Beantworte diese Fragen zum Text über die Ökumene in der Pandemie:
1. In welchem Monat und Jahr wurden die Ökumene-Beauftragten gebeten, zum Fragebogen Stellung zu nehmen?
2. Von welchem Anteil der angeschriebenen Gremien kamen Rückmeldungen?
3. Wohin hat sich das kirchliche Leben laut Riedl zu einem großen Teil verlagert?

AUSGANGSTEXT>
•••

Im Jänner 2021 wurden die Ökumene-Beauftragten aller katholischen Bischofskonferenzen weltweit inklusive der katholischen Ostkirchen gebeten, anhand eines Fragebogens Stellung zu nehmen zur Situation ihrer Ortskirchen seit dem Ausbruch der Pandemie. In vielen Regionen hätten sich positive Impulse für die Ökumene ergeben, bringt Riedl eine wesentliche Erkenntnis des Dokuments auf den Punkt.

Im Fokus der Befragung standen die ökumenischen Kontakte und Initiativen als Brücke und Hilfestellung vor dem Hintergrund der gemeinsamen Bedrohung, die für alle Kirchen und Gemeinschaften ähnliche Fragen mit sich brachte, wie Riedl erläutert. Dabei ging es etwa um folgende Fragen: „Wie können Liturgie und Sakramente unter Vorgabe des ‚social distancing‘ gefeiert und angeboten werden? Wie kann Verkündigung und Seelsorge angemessen geschehen? Wie kann Religionsfreiheit angesichts restriktiver Maßnahmen im Gesundheitswesen bewahrt bleiben? Was bedeutet der Einbruch der Pandemie theologisch?“ Oder: „Welche konkrete Unterstützung benötigen einzelne bi- und multilaterale Dialoge, um fortgesetzt zu werden? Wo sind der digitalen Kommunikation Grenzen gesetzt?“

Aus den eingetroffenen Rückmeldungen, die von etwa zwei Dritteln der adressierten Gremien kamen, habe sich in der Grundtendenz eine pastoral-praktische Herangehensweise ergeben, ergänzt um einige theologische Themen, deren (z.T. zukünftige) Brisanz im Dokument allerdings lediglich umrissen wird.

Erfahrungen des „being one family“

Als positiv und geradezu als ökumenischer Aufbruch habe sich in vielen Regionen ein neues Wir-Gefühl erwiesen, so Riedl. Die Erfahrungen des „being one family“ (eine Familie zu sein), der gegenseitigen Unterstützung in ebenso pragmatischen wie geistlichen Angelegenheiten und das Bewusstsein von „shared vulnerability“ (geteilter Verwundbarkeit) habe die Kirchen näher zueinander gebracht „und sie bisweilen sogar veranlasst, füreinander nach außen hin einzustehen“. Diese Gegenseitigkeit sei mit einem wachsenden Interesse am Gegenüber einhergegangen, das in der Ökumene als ihr vielleicht kleinster, aber wichtigster Baustein bezeichnet wird: „das gegenseitige Kennenlernen und Erfahren, wie Ritus und Liturgie, wie Pastoral und Seelsorge, wie Gemeinschaft gelebt wird - allerdings in einer Zeit, in der die Grundvollzüge kirchlichen Lebens auf das jeweils unaufgebbare Minimum reduziert gelebt werden (müssen)“.

Bereits hier zeigten sich, so Riedl, große Herausforderungen für die Zukunft, „weil sowohl das Kennenlernen von außen wie auch das kirchliche Leben selbst sich zu einem großen Teil in den digitalen Raum verlagert haben, der als solcher zwar exzessiv genutzt, aber noch wenig (theologisch) reflektiert ist“.

•••

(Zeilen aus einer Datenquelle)
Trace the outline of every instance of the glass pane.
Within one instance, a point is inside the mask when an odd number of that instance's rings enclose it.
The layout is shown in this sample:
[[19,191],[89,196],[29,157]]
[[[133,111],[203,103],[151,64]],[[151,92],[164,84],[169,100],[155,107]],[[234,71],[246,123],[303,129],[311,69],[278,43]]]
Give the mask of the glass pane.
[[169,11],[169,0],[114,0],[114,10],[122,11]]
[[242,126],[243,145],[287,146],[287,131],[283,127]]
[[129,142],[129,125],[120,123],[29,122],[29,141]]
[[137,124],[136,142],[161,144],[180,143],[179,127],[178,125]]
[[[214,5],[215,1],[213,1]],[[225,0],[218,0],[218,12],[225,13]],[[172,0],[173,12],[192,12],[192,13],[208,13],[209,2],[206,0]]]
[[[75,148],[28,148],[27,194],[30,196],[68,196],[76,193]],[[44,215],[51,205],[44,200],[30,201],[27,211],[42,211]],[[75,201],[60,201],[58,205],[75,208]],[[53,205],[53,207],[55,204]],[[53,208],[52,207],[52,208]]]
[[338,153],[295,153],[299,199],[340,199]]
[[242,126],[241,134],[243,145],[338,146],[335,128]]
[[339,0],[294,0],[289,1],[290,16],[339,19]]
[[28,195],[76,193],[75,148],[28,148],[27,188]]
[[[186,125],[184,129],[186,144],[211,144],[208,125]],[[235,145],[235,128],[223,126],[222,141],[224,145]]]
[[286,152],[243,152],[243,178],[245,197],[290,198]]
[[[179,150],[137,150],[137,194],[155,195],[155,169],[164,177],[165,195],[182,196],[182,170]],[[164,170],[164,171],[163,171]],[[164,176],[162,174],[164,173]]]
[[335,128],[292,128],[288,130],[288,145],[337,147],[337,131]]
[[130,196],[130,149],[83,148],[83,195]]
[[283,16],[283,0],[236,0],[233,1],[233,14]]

•••

LÖSUNG>
1. Im Jänner 2021.
2. Von etwa zwei Dritteln.
3. In den digitalen Raum.